• [Extrait du texte]
——————

Joana Hadjithomas : Ce qui a déclenché ce film, c’est que j’ai retrouvé après vingt-cinq ans ces cahiers, cassettes et lettres que j’avais envoyés à une amie très proche. Elle avait dû quitter le Liban dans les années 80 pour aller vivre en France, en raison de la guerre civile. On s’était juré de s’écrire tous les jours, moi de Beyrouth, elle de Paris. Et on s’est écrit en effet tous les jours, de 1982 à 1988. On s’est ensuite perdues de vue pendant vingt-cinq ans, puis, lors de nos retrouvailles, nous avons constaté que nous avions toutes les deux tout gardé cette correspondance. En retrouvant cette matière, ces cahiers, ces cassettes, on s’est remises en contact avec un tas d’histoires oubliées, de détails précis… C’était comme ouvrir la boite de réminiscences, tout est revenu. On avait là des archives exceptionnelles par leur régularité et leurs mille détails concrets. Ça ne racontait pas nécessairement les évènements libanais avec une rigueur d’historien mais ça disait bien les effets que ces évènements avaient provoqué dans nos vies. Quand nous avons retrouvé ces archives, Khalil et moi avions une fille, Alia, qui avait l’âge que j’avais au moment d’écrire ces archives. Alia voulait lire ces cahiers et on ne savait pas si c’était une bonne idée. Mais on s’est dit que ça ferait un bon début de film.

Khalil Joreige : On a aussi décidé de mêler au film mes propres archives photo, car ce que Joana avait fait par écrit et cassettes, je l’avais fait par la photo. Le personnage de fiction que nous avons inventé a donc aussi un rapport avec la photo, ce qui a permis de diversifier les sources d’archives présentes dans le film.

——————

• [Données à traiter]
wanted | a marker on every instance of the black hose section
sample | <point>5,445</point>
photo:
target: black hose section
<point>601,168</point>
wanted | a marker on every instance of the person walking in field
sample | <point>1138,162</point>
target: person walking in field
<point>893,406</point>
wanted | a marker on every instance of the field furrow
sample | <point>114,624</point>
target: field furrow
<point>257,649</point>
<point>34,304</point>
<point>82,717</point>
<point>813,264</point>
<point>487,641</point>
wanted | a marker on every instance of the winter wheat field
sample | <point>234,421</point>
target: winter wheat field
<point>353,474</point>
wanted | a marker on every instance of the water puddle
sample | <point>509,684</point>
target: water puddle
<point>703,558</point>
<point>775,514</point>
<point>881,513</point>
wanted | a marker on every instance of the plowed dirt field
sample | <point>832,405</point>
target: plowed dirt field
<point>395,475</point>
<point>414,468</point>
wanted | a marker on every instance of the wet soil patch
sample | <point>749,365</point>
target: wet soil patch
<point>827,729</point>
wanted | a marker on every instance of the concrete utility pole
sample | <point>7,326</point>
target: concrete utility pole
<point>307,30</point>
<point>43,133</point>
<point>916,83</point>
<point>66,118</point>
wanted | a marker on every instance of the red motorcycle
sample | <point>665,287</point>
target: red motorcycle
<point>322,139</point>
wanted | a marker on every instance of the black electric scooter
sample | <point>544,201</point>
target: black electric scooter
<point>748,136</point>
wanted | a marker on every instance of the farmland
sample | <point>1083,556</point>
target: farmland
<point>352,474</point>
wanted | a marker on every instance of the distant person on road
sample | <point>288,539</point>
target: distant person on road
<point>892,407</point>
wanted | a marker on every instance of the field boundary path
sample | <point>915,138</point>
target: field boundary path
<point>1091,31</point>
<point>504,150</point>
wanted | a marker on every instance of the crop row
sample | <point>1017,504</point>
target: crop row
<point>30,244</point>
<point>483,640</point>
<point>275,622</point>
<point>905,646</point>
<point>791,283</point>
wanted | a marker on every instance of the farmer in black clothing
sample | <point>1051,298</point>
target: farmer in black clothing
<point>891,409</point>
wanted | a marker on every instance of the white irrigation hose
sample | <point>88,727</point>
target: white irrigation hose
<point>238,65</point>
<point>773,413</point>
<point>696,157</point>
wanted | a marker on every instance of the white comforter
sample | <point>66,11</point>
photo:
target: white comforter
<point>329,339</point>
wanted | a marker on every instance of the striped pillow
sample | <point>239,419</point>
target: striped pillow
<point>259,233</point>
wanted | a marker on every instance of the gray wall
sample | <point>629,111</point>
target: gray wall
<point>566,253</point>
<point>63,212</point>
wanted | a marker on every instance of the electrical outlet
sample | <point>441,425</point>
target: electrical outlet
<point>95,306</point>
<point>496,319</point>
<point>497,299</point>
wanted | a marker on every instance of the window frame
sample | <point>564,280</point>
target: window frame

——————

• [Travail à faire]
a) Remettez à l'échelle les enregistrements depuis la ligne contenant « wanted | a marker on every instance of the farmer » jusqu'à la ligne contenant « <point>696,157</point> », toutes deux incluses. Recopiez chacune de ces lignes, mais multipliez par 1,8 uniquement les coordonnées des points donnés en réponse, en arrondissant à l'entier le plus proche et en arrondissant les demis à l'entier supérieur.
b) Reprenez l'extrait d'entretien sur la genèse du film après sa dernière phrase et poursuivez-le.

• [Résultats de l'exercice]
a)
wanted | a marker on every instance of the farmer in black clothing
sample | <point>1051,298</point>
target: farmer in black clothing
<point>1604,736</point>
wanted | a marker on every instance of the white irrigation hose
sample | <point>88,727</point>
target: white irrigation hose
<point>428,117</point>
<point>1391,743</point>
<point>1253,283</point>

b)
Memory box est une fiction à partir d’une base documentaire et autobiographique. Ce qui est intéressant, c’est que les archives vues dans le film sont elles-mêmes de deux natures : certaines sont réelles, d’autres ont été fabriquées pour le film. Pourquoi avez-vous inclus aussi des « fausses » archives ?
Joana Hadjithomas : Quand on s’est retrouvés avec tout ce matériau, on s’est dit que nous n’allions pas faire encore un documentaire ou une installation. L’idée n’était pas de parler de nous, mais de travailler ces documents comme une archive pour un film de fiction. On a été rejoints par une scénariste, Gaëlle Macé. Elle ne connaissait pas le Liban, la guerre civile. À trois, on a construit un récit qui n’est pas autobiographique mais où se mêlent ces documents et cahiers. Avec Khalil, on part de choses réelles, mais ensuite, on extrapole, on utilise le réel pour aller ailleurs.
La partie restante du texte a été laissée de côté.